= TO DO =
In the sapply dataframe question, rewrite the stretch from "Coefficients_df <- data.frame(t(Coefficients))" through "with 3 columns.", changing every "Coefficients_df" to "coef_table".

>> START QUOTED PASSAGE

R - Problems creating dataframe from sapply results that combine lists - r

I'm trying to create a dataframe from the results of sapply.
The variable fits is a collection of nls objects, all with the same names for coefficients. I am able to create a dataframe where the vectors are the coefficients and the rows are the individual fits using this:
Coefficients <- sapply(fits,function(x){coef(x)},simplify = TRUE,USE.NAMES = TRUE)
Coefficients_df <- data.frame(t(Coefficients))
This works fine and when I do summary(Coefficients_df), I get what I expect, the normal summary of a dataframe with 3 columns.
But what I want is to have a dataframe that includes the coefficients and the average error for each fit. I can get a matrix using this:
Coef_and_Error <- sapply(fits,function(x){c(coef(x),list(error = summary(x)$sigma))},simplify = TRUE,USE.NAMES = TRUE)
But then I do not get a proper dataframe using this:
Coef_and_Error_df <- data.frame(t(Coef_and_Error))

>> END QUOTED PASSAGE
>> START DATASET CONTENT

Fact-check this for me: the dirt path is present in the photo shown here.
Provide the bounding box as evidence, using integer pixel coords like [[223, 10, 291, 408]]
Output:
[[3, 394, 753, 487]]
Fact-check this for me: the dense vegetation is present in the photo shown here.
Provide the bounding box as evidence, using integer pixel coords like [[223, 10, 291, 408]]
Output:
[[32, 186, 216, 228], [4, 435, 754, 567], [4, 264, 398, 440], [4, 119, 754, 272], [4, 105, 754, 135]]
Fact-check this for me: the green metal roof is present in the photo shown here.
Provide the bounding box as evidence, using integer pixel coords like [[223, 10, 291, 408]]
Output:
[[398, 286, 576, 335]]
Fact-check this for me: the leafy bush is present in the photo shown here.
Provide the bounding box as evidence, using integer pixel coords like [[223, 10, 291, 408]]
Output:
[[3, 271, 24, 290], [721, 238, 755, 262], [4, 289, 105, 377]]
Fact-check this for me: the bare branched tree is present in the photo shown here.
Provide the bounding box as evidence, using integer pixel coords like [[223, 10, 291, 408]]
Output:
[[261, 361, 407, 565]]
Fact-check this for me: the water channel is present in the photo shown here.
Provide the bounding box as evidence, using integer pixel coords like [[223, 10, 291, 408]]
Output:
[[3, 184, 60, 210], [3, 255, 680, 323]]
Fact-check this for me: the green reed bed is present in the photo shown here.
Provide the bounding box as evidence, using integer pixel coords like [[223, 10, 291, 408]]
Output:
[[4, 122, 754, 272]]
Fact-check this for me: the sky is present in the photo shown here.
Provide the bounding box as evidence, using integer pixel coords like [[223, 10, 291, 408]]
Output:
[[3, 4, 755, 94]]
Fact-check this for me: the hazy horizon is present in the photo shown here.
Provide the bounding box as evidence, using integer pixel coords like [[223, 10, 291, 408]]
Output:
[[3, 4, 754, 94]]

>> END DATASET CONTENT

= ANSWER IN FULL =
coef_table <- data.frame(t(Coefficients))
This works fine and when I do summary(coef_table), I get what I expect, the normal summary of a dataframe with 3 columns.